(Data excerpts)
-- -- --
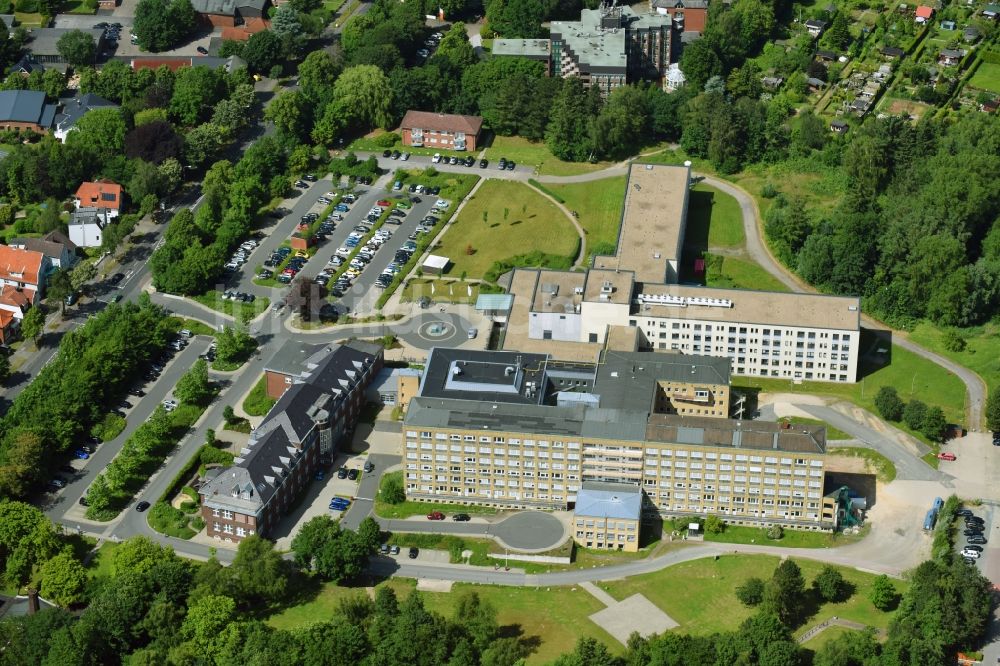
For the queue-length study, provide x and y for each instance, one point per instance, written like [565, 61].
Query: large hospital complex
[612, 396]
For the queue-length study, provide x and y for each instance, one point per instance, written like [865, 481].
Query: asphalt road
[65, 503]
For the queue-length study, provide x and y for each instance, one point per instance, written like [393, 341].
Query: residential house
[950, 57]
[44, 43]
[306, 425]
[230, 13]
[103, 195]
[608, 516]
[26, 65]
[59, 249]
[816, 27]
[76, 108]
[86, 226]
[441, 130]
[25, 110]
[923, 14]
[13, 304]
[24, 270]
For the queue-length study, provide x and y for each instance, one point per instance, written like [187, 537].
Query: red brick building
[314, 414]
[441, 130]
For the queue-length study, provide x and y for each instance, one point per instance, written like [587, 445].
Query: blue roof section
[494, 301]
[23, 106]
[621, 501]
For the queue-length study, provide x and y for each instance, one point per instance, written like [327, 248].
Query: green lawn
[981, 353]
[236, 309]
[700, 595]
[987, 77]
[929, 382]
[714, 219]
[440, 291]
[599, 205]
[790, 538]
[556, 617]
[537, 155]
[831, 432]
[732, 272]
[531, 224]
[879, 464]
[257, 402]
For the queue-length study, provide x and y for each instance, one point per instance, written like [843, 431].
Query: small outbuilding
[435, 265]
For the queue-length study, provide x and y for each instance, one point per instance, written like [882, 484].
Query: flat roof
[653, 220]
[772, 308]
[525, 48]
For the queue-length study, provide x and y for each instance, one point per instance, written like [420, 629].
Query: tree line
[92, 369]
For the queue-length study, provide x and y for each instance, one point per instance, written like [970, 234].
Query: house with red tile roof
[24, 270]
[104, 195]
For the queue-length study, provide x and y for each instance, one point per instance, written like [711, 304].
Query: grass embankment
[598, 205]
[257, 402]
[700, 595]
[554, 618]
[506, 221]
[879, 465]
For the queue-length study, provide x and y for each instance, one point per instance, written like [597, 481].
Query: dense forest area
[151, 607]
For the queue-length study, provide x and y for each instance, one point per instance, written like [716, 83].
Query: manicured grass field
[732, 272]
[987, 77]
[700, 595]
[555, 617]
[882, 466]
[930, 383]
[257, 402]
[981, 353]
[599, 206]
[536, 155]
[715, 217]
[444, 291]
[532, 223]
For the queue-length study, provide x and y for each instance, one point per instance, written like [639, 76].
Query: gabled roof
[76, 108]
[20, 265]
[449, 122]
[102, 194]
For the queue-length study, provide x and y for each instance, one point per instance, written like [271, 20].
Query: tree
[33, 324]
[258, 571]
[751, 592]
[77, 48]
[830, 584]
[888, 403]
[262, 51]
[194, 388]
[59, 287]
[993, 411]
[933, 424]
[784, 594]
[914, 414]
[63, 579]
[882, 593]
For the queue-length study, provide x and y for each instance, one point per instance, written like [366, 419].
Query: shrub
[751, 593]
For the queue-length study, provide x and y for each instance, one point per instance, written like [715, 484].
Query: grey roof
[26, 106]
[77, 107]
[626, 380]
[44, 40]
[622, 501]
[324, 384]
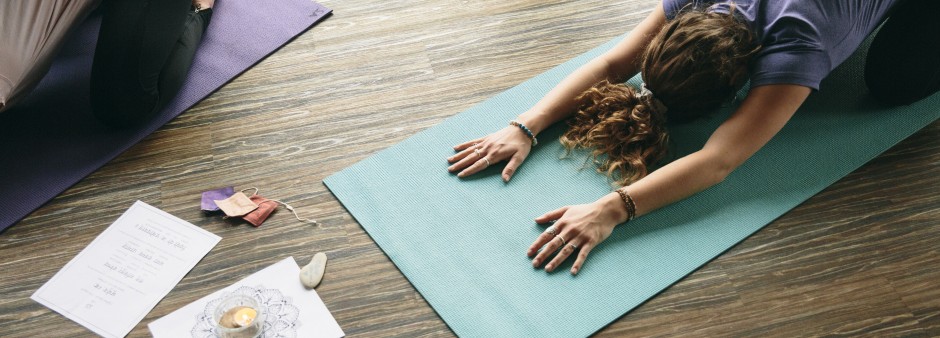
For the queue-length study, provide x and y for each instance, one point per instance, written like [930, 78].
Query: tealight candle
[239, 316]
[244, 316]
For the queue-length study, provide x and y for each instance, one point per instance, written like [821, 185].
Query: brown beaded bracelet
[628, 203]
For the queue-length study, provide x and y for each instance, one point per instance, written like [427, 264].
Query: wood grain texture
[861, 257]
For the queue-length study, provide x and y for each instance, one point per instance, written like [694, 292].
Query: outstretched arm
[762, 114]
[512, 144]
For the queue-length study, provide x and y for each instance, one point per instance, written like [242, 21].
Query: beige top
[31, 32]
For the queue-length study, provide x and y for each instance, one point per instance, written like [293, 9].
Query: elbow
[719, 168]
[720, 172]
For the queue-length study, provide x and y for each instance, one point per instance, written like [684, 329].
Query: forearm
[673, 182]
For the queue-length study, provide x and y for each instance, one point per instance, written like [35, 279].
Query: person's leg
[177, 66]
[903, 64]
[31, 33]
[144, 51]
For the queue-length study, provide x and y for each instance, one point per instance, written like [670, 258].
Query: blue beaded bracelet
[528, 132]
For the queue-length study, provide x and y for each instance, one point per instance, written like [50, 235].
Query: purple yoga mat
[51, 141]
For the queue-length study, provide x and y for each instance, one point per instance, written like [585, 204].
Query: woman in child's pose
[693, 56]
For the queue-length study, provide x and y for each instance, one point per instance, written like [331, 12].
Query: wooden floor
[862, 257]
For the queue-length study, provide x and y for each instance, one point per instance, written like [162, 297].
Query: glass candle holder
[239, 316]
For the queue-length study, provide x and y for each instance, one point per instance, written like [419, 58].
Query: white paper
[298, 312]
[117, 279]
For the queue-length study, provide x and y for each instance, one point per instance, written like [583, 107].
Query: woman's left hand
[576, 227]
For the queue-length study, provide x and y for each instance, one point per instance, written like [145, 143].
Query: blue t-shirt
[803, 40]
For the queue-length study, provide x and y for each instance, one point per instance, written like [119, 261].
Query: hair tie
[652, 101]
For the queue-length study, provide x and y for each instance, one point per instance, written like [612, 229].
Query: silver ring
[551, 230]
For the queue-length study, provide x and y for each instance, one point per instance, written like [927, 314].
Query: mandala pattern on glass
[280, 314]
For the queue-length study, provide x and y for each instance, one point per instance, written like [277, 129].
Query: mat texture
[51, 140]
[462, 243]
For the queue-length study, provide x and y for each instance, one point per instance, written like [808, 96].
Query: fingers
[553, 245]
[467, 144]
[545, 237]
[582, 255]
[461, 155]
[473, 156]
[476, 167]
[551, 215]
[561, 256]
[511, 167]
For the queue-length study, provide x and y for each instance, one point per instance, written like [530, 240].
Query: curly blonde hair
[696, 62]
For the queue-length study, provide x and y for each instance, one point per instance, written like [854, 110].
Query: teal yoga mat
[462, 242]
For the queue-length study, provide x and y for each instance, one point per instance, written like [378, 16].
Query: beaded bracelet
[628, 203]
[528, 132]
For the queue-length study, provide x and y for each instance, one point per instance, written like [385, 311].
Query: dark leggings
[903, 63]
[145, 49]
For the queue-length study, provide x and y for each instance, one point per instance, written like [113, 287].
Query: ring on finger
[551, 230]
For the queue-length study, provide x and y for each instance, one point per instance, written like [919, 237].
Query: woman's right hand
[510, 143]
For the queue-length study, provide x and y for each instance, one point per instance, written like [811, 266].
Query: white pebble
[311, 274]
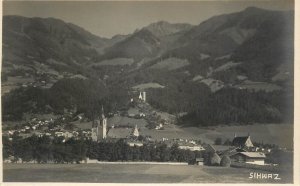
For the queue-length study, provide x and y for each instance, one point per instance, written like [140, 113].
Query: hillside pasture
[171, 64]
[116, 61]
[148, 85]
[257, 86]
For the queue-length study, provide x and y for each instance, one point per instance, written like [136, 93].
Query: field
[280, 134]
[148, 85]
[120, 173]
[171, 64]
[116, 61]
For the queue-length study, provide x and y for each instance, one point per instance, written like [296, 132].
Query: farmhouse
[257, 158]
[242, 142]
[190, 146]
[134, 143]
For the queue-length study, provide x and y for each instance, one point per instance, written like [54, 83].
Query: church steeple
[102, 113]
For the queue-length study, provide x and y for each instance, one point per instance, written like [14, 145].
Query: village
[109, 129]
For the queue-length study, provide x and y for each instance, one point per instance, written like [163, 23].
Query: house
[242, 142]
[257, 158]
[135, 143]
[200, 161]
[190, 146]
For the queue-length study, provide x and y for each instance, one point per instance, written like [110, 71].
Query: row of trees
[44, 149]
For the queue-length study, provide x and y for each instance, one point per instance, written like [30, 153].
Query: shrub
[215, 159]
[225, 161]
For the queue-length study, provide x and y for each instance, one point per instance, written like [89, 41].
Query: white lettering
[251, 175]
[276, 177]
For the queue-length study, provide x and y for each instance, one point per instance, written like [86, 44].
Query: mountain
[231, 68]
[39, 51]
[256, 40]
[147, 42]
[163, 28]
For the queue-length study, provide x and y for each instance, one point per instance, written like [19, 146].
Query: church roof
[253, 154]
[240, 141]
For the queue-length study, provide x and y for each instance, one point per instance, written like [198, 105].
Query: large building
[99, 128]
[257, 158]
[242, 142]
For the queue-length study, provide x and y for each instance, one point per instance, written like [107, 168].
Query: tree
[218, 141]
[227, 142]
[225, 161]
[215, 159]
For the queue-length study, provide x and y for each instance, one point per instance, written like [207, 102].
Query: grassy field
[116, 61]
[100, 173]
[148, 85]
[280, 134]
[171, 64]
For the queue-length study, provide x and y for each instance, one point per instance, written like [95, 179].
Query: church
[99, 127]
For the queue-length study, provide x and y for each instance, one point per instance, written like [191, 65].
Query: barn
[257, 158]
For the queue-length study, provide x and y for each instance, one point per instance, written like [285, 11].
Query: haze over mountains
[244, 53]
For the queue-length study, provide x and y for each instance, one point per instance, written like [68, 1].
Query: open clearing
[171, 64]
[101, 173]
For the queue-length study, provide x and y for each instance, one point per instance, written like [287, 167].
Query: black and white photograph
[148, 92]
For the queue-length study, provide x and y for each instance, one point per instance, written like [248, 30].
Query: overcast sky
[107, 19]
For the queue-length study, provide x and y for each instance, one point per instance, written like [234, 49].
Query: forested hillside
[230, 69]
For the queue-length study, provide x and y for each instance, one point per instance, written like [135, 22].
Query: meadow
[120, 173]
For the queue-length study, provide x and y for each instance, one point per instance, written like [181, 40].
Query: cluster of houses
[241, 150]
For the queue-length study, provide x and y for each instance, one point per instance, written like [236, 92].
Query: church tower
[104, 124]
[140, 96]
[135, 132]
[99, 127]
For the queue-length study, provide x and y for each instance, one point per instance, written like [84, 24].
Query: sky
[107, 19]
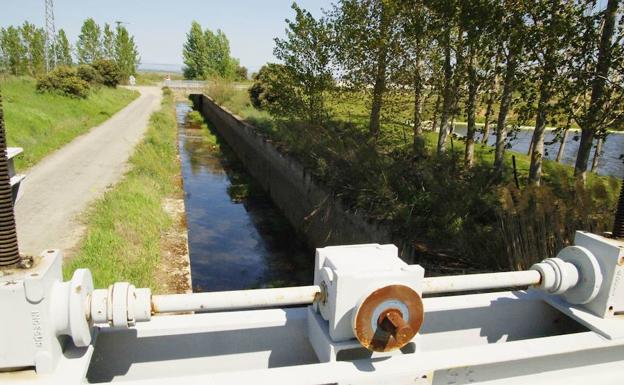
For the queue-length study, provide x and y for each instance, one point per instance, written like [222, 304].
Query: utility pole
[50, 46]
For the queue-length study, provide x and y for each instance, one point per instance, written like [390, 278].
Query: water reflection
[237, 237]
[610, 163]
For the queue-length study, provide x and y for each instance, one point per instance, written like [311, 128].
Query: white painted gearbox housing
[346, 274]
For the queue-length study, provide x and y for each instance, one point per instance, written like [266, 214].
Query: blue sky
[160, 26]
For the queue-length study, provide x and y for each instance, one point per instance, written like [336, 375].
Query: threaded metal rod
[9, 251]
[618, 223]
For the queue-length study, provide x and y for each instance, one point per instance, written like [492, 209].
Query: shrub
[64, 80]
[273, 90]
[88, 74]
[108, 72]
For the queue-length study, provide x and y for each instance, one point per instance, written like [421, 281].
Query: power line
[50, 46]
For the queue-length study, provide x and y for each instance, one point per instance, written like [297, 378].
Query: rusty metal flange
[388, 318]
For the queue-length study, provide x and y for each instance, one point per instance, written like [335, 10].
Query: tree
[274, 91]
[34, 43]
[476, 20]
[220, 63]
[594, 119]
[511, 46]
[446, 20]
[14, 53]
[207, 54]
[108, 72]
[195, 53]
[89, 47]
[63, 49]
[108, 43]
[306, 56]
[126, 52]
[242, 73]
[552, 26]
[415, 33]
[367, 37]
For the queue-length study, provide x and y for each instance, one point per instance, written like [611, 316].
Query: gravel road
[58, 189]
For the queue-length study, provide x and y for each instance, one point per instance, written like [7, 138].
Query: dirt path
[60, 187]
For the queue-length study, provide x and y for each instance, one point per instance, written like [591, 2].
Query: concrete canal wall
[310, 207]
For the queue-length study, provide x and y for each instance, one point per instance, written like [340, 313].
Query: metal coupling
[557, 275]
[121, 305]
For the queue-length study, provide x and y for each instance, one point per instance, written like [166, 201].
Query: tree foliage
[89, 45]
[306, 55]
[63, 49]
[126, 52]
[207, 54]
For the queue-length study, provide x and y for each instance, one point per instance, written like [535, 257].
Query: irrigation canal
[237, 238]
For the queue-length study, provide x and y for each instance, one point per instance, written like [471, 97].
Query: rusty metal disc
[388, 318]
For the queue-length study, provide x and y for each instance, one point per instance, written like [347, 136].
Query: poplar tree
[553, 26]
[126, 52]
[89, 46]
[417, 73]
[367, 48]
[63, 49]
[600, 111]
[13, 51]
[512, 34]
[306, 55]
[108, 42]
[195, 53]
[34, 43]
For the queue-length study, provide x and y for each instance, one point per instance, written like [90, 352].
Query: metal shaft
[233, 300]
[618, 223]
[305, 295]
[9, 252]
[456, 283]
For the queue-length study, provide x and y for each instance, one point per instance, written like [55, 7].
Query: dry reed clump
[536, 222]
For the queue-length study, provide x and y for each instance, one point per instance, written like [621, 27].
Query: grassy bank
[448, 213]
[124, 238]
[42, 122]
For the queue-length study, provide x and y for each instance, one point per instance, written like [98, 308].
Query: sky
[160, 26]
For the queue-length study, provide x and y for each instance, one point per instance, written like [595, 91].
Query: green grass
[124, 228]
[43, 122]
[435, 202]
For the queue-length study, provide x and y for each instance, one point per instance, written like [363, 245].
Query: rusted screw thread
[9, 252]
[392, 322]
[618, 223]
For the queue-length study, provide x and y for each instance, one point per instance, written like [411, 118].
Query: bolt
[391, 321]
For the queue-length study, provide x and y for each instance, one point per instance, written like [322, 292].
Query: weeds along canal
[238, 239]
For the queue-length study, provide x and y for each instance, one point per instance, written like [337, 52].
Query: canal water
[610, 163]
[238, 239]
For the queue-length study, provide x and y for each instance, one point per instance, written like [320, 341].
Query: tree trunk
[537, 152]
[378, 91]
[436, 110]
[447, 102]
[380, 77]
[470, 110]
[596, 103]
[418, 139]
[488, 115]
[597, 153]
[564, 139]
[505, 105]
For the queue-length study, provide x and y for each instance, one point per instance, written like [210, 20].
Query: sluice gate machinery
[367, 318]
[364, 320]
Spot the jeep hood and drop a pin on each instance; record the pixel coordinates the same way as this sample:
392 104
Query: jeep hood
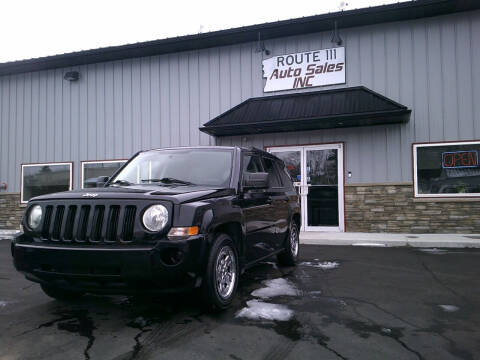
174 193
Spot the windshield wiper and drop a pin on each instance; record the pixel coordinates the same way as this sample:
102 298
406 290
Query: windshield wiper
121 182
168 180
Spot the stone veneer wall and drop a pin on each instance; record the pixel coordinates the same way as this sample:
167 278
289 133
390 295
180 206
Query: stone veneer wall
10 211
391 208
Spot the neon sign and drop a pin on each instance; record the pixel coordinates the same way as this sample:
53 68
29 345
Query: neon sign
460 159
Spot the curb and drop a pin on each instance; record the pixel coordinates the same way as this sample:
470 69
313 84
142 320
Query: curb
392 240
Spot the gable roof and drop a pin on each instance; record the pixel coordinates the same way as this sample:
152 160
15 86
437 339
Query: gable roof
345 19
337 108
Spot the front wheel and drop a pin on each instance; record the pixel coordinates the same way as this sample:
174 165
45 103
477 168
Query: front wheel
289 255
61 294
221 276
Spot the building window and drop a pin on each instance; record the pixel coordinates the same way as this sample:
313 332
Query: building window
-- -- --
_TASK DESCRIPTION:_
Find the lines above holding the word "window" and show them.

_TASK SOLUTION:_
Spot the building window and drop a pin on each instance; record the pixel coordinates the same way as this sample:
Query: building window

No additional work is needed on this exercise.